§ **ACTIVITY**: From the first line to the last, give the data again exactly.

START MATERIAL PROVIDED

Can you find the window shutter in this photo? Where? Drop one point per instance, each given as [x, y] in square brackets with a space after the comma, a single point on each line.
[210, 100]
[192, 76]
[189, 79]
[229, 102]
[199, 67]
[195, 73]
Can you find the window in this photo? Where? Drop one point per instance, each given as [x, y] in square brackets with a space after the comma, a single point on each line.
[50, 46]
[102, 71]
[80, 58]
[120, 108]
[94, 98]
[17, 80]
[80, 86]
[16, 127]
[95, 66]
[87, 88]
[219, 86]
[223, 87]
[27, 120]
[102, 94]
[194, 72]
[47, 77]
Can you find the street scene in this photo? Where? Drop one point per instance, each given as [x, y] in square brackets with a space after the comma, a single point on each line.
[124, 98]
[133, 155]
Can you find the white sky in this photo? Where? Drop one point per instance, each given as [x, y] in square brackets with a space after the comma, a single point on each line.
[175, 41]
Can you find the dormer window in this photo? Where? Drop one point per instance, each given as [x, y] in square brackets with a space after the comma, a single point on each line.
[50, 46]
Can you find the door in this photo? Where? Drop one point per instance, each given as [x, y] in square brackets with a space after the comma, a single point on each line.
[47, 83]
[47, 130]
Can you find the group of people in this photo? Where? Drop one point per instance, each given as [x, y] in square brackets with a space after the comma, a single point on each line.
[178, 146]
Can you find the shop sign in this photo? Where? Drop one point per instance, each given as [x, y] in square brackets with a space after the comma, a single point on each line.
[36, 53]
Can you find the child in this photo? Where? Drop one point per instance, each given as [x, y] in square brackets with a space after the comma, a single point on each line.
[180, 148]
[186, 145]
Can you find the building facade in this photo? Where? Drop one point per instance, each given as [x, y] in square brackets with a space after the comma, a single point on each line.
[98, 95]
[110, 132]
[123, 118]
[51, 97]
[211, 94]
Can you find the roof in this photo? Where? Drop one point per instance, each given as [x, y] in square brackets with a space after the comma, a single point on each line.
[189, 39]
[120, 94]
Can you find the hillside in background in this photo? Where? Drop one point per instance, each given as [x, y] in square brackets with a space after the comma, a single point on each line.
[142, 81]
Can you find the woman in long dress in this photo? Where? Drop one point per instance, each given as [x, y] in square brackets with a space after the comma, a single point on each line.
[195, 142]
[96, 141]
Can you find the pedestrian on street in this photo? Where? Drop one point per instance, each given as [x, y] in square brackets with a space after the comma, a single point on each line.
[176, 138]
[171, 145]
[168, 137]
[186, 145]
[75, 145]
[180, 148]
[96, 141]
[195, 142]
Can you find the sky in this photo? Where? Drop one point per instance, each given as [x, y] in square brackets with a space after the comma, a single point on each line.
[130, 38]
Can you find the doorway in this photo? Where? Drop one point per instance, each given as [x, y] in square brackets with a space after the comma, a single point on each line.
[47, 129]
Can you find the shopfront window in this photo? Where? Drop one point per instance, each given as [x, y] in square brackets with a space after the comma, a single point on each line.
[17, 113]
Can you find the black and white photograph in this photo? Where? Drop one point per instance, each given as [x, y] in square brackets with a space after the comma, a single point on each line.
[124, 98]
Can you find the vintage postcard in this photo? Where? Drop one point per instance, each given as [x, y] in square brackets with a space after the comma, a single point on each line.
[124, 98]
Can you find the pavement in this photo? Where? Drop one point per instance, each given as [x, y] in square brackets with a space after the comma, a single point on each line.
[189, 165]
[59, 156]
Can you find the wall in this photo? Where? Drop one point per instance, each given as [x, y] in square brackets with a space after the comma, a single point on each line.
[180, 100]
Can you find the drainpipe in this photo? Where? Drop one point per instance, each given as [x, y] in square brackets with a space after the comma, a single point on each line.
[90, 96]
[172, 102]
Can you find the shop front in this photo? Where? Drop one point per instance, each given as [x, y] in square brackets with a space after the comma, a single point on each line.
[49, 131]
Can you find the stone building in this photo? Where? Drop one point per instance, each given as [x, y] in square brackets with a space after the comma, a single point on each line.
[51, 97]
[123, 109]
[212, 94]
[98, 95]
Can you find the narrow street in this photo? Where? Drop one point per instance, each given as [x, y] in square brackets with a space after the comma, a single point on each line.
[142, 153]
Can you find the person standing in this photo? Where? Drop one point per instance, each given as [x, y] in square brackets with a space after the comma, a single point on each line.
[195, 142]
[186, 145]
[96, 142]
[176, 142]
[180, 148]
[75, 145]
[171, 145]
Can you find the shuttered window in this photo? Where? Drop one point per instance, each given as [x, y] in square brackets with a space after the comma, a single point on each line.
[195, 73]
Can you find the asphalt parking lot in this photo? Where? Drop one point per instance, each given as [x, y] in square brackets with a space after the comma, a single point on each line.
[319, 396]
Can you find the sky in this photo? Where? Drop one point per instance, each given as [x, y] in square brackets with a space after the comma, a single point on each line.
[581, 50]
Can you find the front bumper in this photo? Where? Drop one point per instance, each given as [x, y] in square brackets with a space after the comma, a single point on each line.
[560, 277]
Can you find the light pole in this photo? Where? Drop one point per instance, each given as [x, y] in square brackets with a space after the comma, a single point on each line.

END MATERIAL PROVIDED

§ **SOLUTION BELOW**:
Can you find the window shutter in this photo? Where? Drop one point per instance, each given as [x, y] in square brackets with a space after the comma, a single point on each line.
[210, 100]
[192, 76]
[189, 79]
[229, 102]
[199, 67]
[195, 73]
Can you find the window in this photo? Where? Drop one point per instance, each given as [x, y] in square brackets with a space after the comma, a single point on each line.
[50, 46]
[102, 71]
[80, 58]
[120, 108]
[94, 98]
[17, 80]
[80, 86]
[16, 127]
[95, 66]
[87, 88]
[219, 86]
[223, 87]
[27, 120]
[102, 94]
[194, 72]
[47, 77]
Can you find the street scene in this photo? Where? Drop one point per instance, each given as [x, y] in square brackets with a space after the comma, a single point on each line.
[124, 98]
[133, 155]
Can you find the white sky in this photo? Where? Drop one point per instance, each given as [x, y] in square brackets with a space after the comma, a single point on each line.
[175, 41]
Can you find the dormer window in this photo? Where? Drop one point per instance, each given as [x, y] in square brackets with a space after the comma, a single point on each line.
[50, 46]
Can you find the door in this photo? Where? Drop one point per instance, each given as [x, y] in square brackets with a space after the comma, a single point on each line.
[47, 83]
[47, 130]
Can you find the group of people in this photo? Where? Drop one point per instance, each given as [x, y] in square brackets with a space after the comma, a single point on each line.
[178, 146]
Can you find the shop sign in this photo? Where? Drop one point per instance, each given as [x, y] in square brackets with a space after the comma, a single point on each line.
[36, 53]
Can you find the child in this photo? Where? Drop one point per instance, each given as [x, y] in square brackets with a space after the comma, a single point on each line.
[180, 148]
[186, 145]
Can you find the building facade in this photo? Where? Drop one point per instance, each given as [x, y] in square brackets with a space after the comma, a single point on each line.
[98, 95]
[110, 132]
[123, 118]
[51, 97]
[211, 94]
Can you find the roof in this photo? Where? Drop one point per instance, each given as [x, y] in square brackets with a space after the comma, a single point on each line.
[189, 39]
[120, 94]
Can you find the hillside in background in this photo? Where? Drop one point per instance, each given as [x, y] in square brackets with a space after the comma, a single point on each line.
[142, 81]
Can you find the woman in long dress in this photo? Where? Drop one point per instance, each given as [x, y] in square brackets with a space after the comma, a single point on each line.
[195, 142]
[96, 141]
Can you find the pedestrian on street in this photo? Where? Drop one point per instance, each given as [x, y] in square brackets with a space after the comma, a single point on each line.
[176, 138]
[171, 145]
[168, 137]
[186, 145]
[75, 145]
[180, 148]
[96, 141]
[195, 142]
Can you find the sky in this photo? Where? Drop one point per instance, each given as [x, y] in square brackets with a space after the comma, a single point on each line.
[130, 38]
Can you find the doorway in this photo? Where? Drop one point per instance, each given as [x, y] in square brackets with a space after the comma, a single point on each line.
[47, 129]
Can you find the shopfront window in this photo? Where? Drop one point per instance, each given as [x, y] in square brackets with a space after the comma, a single point on each line.
[17, 113]
Can you find the black and white photograph in this photo? Where? Drop one point per instance, each given as [x, y] in square brackets with a space after the comma, a single point on each line.
[124, 98]
Can you find the vintage postcard in this photo? Where? Drop one point per instance, each given as [x, y] in square brackets with a space after the comma, a single point on each line.
[124, 98]
Can you find the pavement in this photo? Where? Drop one point per instance, each given as [x, y] in square brackets with a space after the comma, a single point on each line.
[189, 165]
[59, 156]
Can you find the wall in this photo? Where? Drop one point per instance, each given as [x, y] in square brackets with a space after the comma, a single point on each line.
[180, 100]
Can you find the drainpipe in this photo? Where? Drop one point per instance, each given as [x, y] in square brackets with a space after the comma, a single point on each line.
[90, 96]
[172, 102]
Can you find the shop front in this photo? Where? Drop one point per instance, each given as [x, y] in square brackets with a space after the comma, a single point on each line.
[49, 131]
Can you find the stone building in this photo? Where? Drop one point per instance, each given as [x, y] in square brackets with a space after the comma, a single point on each line.
[51, 97]
[123, 109]
[212, 94]
[98, 95]
Can you find the narrow street in this photo? Where? Drop one point per instance, each given as [x, y] in square brackets with a space after the comma, a single point on each line.
[142, 153]
Can you find the person standing in this photo? Where? Drop one point per instance, each given as [x, y] in square brackets with a space after the comma, a single point on each line.
[195, 142]
[186, 145]
[96, 142]
[176, 142]
[180, 148]
[75, 145]
[171, 145]
Can you find the shuttered window in this photo? Where? Drop one point per instance, each given as [x, y] in square brackets with a space after the comma, a single point on each line.
[195, 73]
Can you find the asphalt parking lot in this photo? Where? Drop one point per instance, each given as [x, y] in square brackets with a space after the comma, a single point on each line.
[319, 396]
Can you find the sky in this photo? Where? Drop one point per instance, each given as [x, y] in square brackets with a space after the comma, a single point on each line.
[581, 50]
Can you find the front bumper in this photo? Where? Drop one point per instance, each given as [x, y] in square brackets with a space after the comma, a single point on each line.
[560, 277]
Can you find the light pole in this photo? Where? Drop one point per instance, each given as [x, y] in square brackets with a space after the comma, a single point on each line.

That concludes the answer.